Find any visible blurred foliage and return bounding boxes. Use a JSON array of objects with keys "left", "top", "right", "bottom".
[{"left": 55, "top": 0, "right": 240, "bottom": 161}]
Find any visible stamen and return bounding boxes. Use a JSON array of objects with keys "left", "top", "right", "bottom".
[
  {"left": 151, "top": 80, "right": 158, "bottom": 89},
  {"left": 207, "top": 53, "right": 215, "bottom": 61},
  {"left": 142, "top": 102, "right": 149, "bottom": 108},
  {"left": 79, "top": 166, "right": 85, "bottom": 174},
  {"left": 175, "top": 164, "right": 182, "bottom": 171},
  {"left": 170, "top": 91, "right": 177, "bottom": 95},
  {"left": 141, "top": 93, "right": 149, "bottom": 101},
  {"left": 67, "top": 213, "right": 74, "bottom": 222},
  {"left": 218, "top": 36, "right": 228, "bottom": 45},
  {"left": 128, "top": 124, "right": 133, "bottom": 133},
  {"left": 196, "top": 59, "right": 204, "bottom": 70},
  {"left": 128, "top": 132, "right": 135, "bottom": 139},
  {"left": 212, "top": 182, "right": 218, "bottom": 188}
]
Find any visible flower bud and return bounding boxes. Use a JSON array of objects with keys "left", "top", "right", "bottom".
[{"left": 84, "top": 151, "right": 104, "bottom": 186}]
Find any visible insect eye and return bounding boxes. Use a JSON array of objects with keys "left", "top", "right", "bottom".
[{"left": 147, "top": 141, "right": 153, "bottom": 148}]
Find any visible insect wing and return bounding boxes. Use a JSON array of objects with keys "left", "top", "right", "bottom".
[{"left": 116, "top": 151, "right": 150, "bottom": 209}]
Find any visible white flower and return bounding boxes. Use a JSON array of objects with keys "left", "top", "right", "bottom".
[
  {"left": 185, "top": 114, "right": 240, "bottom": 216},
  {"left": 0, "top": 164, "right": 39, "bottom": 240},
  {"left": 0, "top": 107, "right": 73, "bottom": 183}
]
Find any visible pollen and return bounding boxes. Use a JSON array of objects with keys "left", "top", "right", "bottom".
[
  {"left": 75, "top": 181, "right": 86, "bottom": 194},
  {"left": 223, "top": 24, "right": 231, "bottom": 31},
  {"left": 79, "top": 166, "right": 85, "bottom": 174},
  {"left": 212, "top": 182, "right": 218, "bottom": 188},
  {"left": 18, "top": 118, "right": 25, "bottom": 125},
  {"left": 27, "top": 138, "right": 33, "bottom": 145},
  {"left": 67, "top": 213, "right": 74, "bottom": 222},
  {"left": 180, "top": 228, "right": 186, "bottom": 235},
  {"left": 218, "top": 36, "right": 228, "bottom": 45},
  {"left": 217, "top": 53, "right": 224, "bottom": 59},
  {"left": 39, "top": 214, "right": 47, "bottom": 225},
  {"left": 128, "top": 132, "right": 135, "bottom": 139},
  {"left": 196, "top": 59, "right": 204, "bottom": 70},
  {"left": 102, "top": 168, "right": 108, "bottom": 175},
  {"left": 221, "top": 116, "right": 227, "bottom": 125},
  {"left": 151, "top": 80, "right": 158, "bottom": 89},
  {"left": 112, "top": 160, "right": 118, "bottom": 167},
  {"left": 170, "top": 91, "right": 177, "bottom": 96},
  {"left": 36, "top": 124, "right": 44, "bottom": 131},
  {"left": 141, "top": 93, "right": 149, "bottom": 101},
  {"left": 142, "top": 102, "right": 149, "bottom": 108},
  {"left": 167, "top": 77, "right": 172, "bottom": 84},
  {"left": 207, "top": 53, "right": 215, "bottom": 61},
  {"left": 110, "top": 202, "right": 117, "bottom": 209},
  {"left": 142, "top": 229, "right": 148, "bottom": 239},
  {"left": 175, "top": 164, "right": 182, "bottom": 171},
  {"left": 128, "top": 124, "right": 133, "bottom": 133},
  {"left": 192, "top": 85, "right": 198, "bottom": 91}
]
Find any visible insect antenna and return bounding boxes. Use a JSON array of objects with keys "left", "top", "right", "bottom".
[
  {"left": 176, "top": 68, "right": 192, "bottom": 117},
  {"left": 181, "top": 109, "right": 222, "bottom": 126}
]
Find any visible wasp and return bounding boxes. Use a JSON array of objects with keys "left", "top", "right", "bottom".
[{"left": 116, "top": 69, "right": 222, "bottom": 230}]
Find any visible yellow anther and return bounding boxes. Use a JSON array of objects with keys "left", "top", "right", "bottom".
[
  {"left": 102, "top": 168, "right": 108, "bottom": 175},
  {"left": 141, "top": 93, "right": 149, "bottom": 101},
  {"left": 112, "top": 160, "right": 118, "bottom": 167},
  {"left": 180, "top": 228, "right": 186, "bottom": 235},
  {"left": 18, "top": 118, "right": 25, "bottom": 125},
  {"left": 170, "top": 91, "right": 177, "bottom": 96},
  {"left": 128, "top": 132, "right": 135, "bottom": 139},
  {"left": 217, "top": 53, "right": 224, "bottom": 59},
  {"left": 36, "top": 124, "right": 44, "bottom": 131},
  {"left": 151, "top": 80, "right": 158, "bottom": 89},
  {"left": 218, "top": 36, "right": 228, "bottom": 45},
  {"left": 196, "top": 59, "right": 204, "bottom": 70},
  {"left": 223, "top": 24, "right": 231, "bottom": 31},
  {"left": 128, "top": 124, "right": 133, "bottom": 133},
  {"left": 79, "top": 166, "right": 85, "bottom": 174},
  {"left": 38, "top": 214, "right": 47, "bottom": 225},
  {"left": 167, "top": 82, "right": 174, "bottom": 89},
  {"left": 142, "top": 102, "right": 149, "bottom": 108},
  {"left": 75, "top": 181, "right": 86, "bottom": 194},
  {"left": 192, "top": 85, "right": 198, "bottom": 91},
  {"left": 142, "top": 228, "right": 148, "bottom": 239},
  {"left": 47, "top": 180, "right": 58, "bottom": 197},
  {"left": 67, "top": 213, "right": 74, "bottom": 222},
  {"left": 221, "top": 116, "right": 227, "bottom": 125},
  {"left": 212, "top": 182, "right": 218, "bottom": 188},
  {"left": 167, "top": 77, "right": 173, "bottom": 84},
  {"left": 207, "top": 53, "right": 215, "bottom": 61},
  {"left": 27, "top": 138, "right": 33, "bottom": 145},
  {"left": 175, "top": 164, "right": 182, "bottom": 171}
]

————

PROBLEM TO WORK ON
Count the lines in the entries above that contain the word "array", and reply with only the number.

CORRECT OUTPUT
10